[Tasks and exercises]:
1. List every person named in the passage about Little Bear and the Montana Wildest West Show.
2. Carry on the passage about Little Bear and the Montana Wildest West Show from its last sentence.

[Document passage]:
========================================================================
In 1895, Little Bear and his band joined the Montana Wildest West Show as performers. It was a calculated gamble. Little Bear sought assurances that the show would travel to Washington, D.C., where he hoped to gain an audience with President Grover Cleveland and plead his people's case for a reservation. He feared that he and his people might end up stranded far from home. After much deliberation, Little Bear signed a six-month contract, and the Crees went on a six-week tour with the show through twenty-three cities, ending in Bellevue, Kentucky. As Little Bear feared, the show went bankrupt, and Little Bear's people were stranded. Unable to travel to Washington D.C., Little Bear settled for an audience with Secretary of War Daniel S. Lamont at Fort Thomas, Kentucky. En route to the fort, Little Bear's people camped along the Ohio River at Taylor's Bottom, where a crowd of local citizens led by the mayor threatened them with jail if they did not leave the state. The sheriff escorted them to the fort, where the commanding officer at first refused to let them camp. Finally, Little Bear received permission to camp for one night, and the next morning, he spoke to Secretary of War Lamont through an interpreter. Lamont refused to take any action, either to help or to detain the Crees, claiming that the war department had nothing to do with their predicament.
========================================================================
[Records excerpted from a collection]

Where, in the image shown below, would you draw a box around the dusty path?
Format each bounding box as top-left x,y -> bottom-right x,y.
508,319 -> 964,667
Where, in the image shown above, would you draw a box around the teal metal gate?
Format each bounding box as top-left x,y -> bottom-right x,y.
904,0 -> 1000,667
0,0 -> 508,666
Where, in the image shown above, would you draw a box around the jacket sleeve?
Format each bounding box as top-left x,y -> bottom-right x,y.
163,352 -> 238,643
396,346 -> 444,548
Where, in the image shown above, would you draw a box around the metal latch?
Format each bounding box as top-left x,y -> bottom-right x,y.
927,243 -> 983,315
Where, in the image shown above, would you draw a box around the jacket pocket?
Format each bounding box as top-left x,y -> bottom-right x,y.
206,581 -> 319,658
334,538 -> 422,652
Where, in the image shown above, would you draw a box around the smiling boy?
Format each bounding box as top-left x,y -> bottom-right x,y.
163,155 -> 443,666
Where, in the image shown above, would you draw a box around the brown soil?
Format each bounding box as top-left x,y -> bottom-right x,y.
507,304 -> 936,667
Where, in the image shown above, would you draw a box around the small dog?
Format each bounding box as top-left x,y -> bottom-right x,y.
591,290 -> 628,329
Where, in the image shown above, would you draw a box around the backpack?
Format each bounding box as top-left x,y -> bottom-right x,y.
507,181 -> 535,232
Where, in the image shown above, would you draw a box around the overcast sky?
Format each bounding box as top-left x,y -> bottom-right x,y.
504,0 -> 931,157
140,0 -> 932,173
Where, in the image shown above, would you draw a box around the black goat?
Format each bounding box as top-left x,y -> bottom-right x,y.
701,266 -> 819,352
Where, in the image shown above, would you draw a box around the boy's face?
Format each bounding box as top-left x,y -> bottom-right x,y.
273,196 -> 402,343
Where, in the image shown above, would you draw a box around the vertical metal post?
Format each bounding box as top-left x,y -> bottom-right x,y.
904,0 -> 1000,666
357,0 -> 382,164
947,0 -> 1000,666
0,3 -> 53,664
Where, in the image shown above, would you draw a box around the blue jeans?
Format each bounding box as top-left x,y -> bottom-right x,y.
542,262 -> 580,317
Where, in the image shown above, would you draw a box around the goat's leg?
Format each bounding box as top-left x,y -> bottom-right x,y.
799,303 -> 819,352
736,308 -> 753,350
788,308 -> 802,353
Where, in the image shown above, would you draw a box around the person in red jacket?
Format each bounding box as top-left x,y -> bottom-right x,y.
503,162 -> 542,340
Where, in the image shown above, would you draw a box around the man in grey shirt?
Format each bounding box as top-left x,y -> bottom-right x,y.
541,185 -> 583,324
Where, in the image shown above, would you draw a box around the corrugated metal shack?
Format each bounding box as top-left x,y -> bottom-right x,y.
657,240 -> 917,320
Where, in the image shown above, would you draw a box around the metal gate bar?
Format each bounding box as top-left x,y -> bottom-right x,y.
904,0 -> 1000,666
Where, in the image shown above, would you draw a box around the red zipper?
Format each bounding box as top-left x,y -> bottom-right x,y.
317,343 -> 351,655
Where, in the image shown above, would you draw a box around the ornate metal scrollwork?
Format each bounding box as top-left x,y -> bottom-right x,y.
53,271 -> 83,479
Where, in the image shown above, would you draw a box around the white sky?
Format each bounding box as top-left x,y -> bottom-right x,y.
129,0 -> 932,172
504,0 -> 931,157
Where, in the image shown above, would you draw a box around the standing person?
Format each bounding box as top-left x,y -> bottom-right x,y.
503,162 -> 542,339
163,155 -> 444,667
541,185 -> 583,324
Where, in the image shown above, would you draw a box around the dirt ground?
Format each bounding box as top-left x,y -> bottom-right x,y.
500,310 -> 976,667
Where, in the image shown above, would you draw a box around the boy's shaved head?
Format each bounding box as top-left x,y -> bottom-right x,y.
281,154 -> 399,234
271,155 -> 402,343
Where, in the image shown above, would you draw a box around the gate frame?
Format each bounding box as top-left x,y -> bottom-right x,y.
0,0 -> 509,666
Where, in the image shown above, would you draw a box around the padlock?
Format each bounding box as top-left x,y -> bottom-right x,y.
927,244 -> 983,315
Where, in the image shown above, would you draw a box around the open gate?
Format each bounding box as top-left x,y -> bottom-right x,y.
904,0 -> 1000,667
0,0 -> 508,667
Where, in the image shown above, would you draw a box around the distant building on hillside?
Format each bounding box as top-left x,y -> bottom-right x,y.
========================================================================
[Exercise answers]:
1. Little Bear, Grover Cleveland, Daniel S. Lamont

2.
Little Bear and his people retraced their steps to Cincinnati, where they signed a contract with the Cincinnati Zoological Gardens. The zoo paid them to camp on its grounds as an exhibit. Little Bear declined an offer for his people to stay at the zoo permanently. By mid-July, they had earned enough money to travel by train back to Montana.

===Deportation===
In 1896, the United States deported Little Bear, Lucky Man and hundreds of other landless Cree and Ojibwas of Montana back to Canada. Little Bear and Lucky Man feared the death penalty for their participation in the attacks at Frog Lake. When they arrived in Canada, they were apprehended. One account has it they stood trial for their part in the massacre and were acquitted of the charges, while another says no charges were laid against Little Bear as the magistrate said the evidence did not deem charges. (A Native by the name of Little Bear (Apaschiskoos) is listed among the eight Natives hanged on November 27, 1885, at Battleford. This may indicate that the government in fact hanged the wrong man for Little Bear's actions that day.)

Little Bear settled in Canada perhaps at Onion Lake and in 1898 travelled, with John McDougall, to Ottawa to complain of the treatment of his people by the government.

He soon returned to Montana.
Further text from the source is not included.